#### Aim of the task
The job is to output each record exactly as it stands, pictures excluded.

(Beginning of Data for the task)

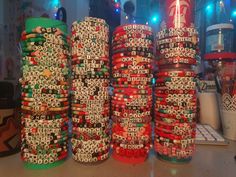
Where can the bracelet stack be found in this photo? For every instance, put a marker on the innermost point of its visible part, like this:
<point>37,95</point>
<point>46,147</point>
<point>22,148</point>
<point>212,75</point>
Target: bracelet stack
<point>176,102</point>
<point>90,82</point>
<point>132,49</point>
<point>44,110</point>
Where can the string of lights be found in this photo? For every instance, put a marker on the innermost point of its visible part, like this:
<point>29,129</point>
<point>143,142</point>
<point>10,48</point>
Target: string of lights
<point>133,19</point>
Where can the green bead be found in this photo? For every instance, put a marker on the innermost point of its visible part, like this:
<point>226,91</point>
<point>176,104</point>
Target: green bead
<point>36,86</point>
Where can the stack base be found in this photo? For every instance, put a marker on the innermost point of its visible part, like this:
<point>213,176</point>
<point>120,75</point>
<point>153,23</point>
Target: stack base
<point>42,166</point>
<point>129,160</point>
<point>173,160</point>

(End of Data for the task)

#### Answer to this task
Where can the bracelet stack be found in this photo? For every instance, put a marker on the innermost point of its visible part, like this:
<point>37,95</point>
<point>46,147</point>
<point>22,148</point>
<point>212,75</point>
Target: bracelet stack
<point>176,102</point>
<point>90,82</point>
<point>132,49</point>
<point>44,110</point>
Where can the string of lights be found in this photo? For every instance, put a marker on the innermost point of its visible part, like this:
<point>29,129</point>
<point>143,142</point>
<point>10,48</point>
Target: string of lights
<point>133,19</point>
Where can the green bead be found in this photo? For every instance, put a marker on the innermost point of its visible part, like this:
<point>226,91</point>
<point>176,104</point>
Target: green bead
<point>36,86</point>
Where can the stack base be found in this photo? For every instance, put a marker on the innermost point of its visible part, like this:
<point>213,176</point>
<point>120,75</point>
<point>153,23</point>
Target: stack base
<point>42,166</point>
<point>129,160</point>
<point>173,160</point>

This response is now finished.